§ **Text provided**
◆ ◆ ◆ ◆

Return to Main Article – Transferable Skills Guide Overview
Sourcing tech professionals with certain emerging or hard-to-find skills can be a challenge – even for the most seasoned recruiter. In the fourth installment of our seven-part "Transferable Skills Guide" series, we look at the UX Designer role and skill-sets in other disciplines that translate to success in web design positions. Use these tips to better evaluate tech candidates and build a bigger pipeline of talent.
UX Designer
In the worlds of web and software development, design used to be synonymous with aesthetics. However, with consumers demanding equal parts beauty, ease and utility in every site and application they use, design has broadened to encompass new skills and capabilities. Yes, your User Experience Designers should have graphic design skills. Those skills are not sufficient though. Let’s explore what allows tech professionals to successfully design software components, user interfaces and create information architecture for the web...
TOOLS OF THE TRADE Making good ideas into amazing products
Design is more than making pages look pretty. It’s about solving real customer problems. The interesting thing about UX designers is that most of the time, they don’t need to have experience in specific software programs or technologies to do a great job. Instead, it’s more important they know how to apply their skills across a set of tools.
What to Look for:
- Wireframing and Mockups – Visio, Axure, Balsamiq, Omnigraffle. A key part of the design process is the ability to create low-fi visuals to express ideas. Hiring managers may focus on one of these wireframing tools, but they will normally be amenable to a high performing candidate who has used a different one. The key is that candidates understand how to distill requirements and conversations into wireframes.

◆ ◆ ◆ ◆

§ **Available data**
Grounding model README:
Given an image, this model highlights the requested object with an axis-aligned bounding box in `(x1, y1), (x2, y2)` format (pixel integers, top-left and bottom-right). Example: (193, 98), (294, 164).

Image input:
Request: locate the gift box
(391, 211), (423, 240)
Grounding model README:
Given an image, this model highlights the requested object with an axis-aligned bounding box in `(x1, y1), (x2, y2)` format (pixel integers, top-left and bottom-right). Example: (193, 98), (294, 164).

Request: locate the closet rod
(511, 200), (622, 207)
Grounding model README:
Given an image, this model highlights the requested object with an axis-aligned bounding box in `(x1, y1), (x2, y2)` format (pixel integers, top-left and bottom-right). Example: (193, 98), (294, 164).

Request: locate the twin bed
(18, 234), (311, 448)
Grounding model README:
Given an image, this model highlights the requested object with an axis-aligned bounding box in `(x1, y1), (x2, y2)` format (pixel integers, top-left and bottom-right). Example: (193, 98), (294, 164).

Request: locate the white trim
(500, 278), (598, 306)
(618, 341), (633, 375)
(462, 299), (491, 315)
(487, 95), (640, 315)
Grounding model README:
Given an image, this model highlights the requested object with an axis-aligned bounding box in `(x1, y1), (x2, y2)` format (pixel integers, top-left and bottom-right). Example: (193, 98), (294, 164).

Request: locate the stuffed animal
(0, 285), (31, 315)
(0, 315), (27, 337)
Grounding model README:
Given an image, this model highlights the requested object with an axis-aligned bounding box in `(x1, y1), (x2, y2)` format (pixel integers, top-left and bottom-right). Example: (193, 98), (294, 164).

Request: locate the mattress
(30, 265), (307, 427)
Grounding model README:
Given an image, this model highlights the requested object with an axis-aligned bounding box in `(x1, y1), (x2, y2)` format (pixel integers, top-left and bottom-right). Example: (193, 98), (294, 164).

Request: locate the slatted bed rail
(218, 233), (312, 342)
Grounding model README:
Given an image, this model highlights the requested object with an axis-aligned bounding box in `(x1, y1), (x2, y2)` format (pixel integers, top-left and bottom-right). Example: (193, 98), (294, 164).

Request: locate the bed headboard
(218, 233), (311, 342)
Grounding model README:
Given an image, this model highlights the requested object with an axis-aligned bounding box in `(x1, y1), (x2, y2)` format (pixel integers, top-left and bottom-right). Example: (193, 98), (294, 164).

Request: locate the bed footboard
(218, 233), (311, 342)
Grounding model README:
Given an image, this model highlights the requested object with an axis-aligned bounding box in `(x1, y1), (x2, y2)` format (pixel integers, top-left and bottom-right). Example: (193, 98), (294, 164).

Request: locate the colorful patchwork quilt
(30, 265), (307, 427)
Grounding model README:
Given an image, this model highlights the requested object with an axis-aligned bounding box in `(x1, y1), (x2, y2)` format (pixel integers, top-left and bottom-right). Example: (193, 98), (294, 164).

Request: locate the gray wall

◆ ◆ ◆ ◆

§ **Tasks**
[1] Answer these questions from the skills guide:
(a) Which installment of the series covers the UX Designer role?
(b) In web and software development, what did design use to be synonymous with?
(c) Which wireframing and mockup tools are listed?
[2] Count the lines of the entries that contain the string "locate", matching case exactly.
The skills guide and the entries are unrelated material.

§ **Outputs by task**
[1]
(a) The fourth installment of the seven-part series.
(b) Aesthetics.
(c) Visio, Axure, Balsamiq, and Omnigraffle.

[2] 11